EXERCISE MATERIALS -
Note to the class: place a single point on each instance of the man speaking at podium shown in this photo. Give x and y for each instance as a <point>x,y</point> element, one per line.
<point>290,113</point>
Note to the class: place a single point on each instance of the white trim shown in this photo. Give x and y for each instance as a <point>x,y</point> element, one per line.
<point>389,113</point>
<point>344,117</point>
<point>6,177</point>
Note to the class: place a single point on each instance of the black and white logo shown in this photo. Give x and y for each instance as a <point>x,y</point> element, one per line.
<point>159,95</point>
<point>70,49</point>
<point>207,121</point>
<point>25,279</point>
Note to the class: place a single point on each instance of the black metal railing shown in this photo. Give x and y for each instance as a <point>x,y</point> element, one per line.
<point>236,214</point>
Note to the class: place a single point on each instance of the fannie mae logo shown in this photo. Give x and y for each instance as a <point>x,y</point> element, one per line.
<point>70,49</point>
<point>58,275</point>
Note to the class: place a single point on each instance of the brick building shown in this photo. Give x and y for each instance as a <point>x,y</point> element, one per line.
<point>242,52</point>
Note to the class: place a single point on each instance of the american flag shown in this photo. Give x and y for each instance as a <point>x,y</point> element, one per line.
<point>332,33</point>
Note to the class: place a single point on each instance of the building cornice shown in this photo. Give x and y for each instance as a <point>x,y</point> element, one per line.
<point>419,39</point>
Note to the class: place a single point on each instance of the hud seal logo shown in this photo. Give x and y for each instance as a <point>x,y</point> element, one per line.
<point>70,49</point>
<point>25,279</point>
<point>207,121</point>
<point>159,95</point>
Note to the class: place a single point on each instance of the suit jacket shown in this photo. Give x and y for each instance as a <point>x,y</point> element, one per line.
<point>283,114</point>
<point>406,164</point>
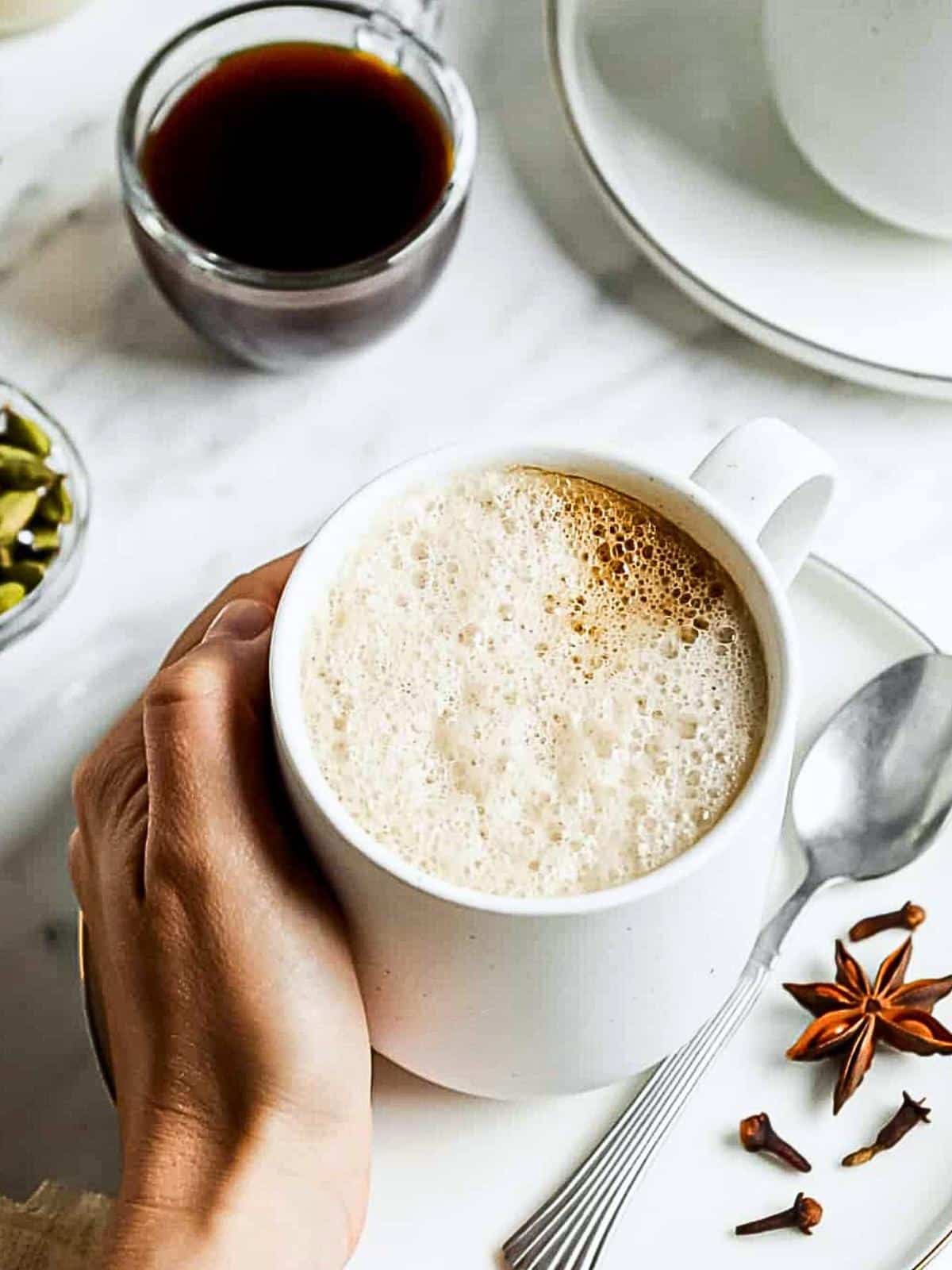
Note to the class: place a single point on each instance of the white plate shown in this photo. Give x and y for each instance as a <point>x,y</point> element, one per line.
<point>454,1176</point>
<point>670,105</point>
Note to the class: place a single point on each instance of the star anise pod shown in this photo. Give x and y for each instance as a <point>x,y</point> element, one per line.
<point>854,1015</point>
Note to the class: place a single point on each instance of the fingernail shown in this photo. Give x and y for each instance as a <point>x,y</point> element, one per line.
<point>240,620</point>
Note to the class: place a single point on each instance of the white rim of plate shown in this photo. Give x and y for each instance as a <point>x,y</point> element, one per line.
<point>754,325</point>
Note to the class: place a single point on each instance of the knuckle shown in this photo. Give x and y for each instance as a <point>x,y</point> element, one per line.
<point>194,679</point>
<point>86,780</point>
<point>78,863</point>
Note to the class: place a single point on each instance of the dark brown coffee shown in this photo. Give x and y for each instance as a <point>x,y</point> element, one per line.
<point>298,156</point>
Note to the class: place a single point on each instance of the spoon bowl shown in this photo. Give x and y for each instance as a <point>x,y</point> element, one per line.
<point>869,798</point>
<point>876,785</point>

THE REQUEST - Shift every coordinate in the answers by -46, then copy out all lines, requests included, from the line holding "the white plate" through the end of the records, inclusive.

ANSWER TO THE TASK -
Note to the class: place a single point on each instance of the white plate shown in this photo. Give x and y for each instance as a <point>x,y</point> element, one per line.
<point>408,1130</point>
<point>624,59</point>
Note to the class: place a single point on each instance of the star anise pod shown in this photo. Give x and y for each instance as a <point>x,y</point> element, one per line.
<point>808,969</point>
Note to the class: place a single point on each instance of the fingernail shown in this photo. Give x and y for each instance as a <point>x,y</point> element, one per line.
<point>194,574</point>
Note to the class: place a single point on each instance of the white rim of plate shown in this photo. Give x and y for each instance as a <point>x,y</point> element, one per line.
<point>708,279</point>
Note to the class: place a single point on each instance of the knuckle shown in this photo. Give x and y for each instance as a <point>x,y</point> element, one per line.
<point>148,633</point>
<point>40,734</point>
<point>32,817</point>
Note to the class: place a single point on each instance of the dark brown coffee shown in this photo. Give x and y for each instance as a <point>x,y</point> element, one per line.
<point>252,110</point>
Note to the class: place a single point on each instance of the spoon bowl shown in this photo. Give x and y for each instance as a <point>x,y</point> element, one per line.
<point>823,752</point>
<point>830,739</point>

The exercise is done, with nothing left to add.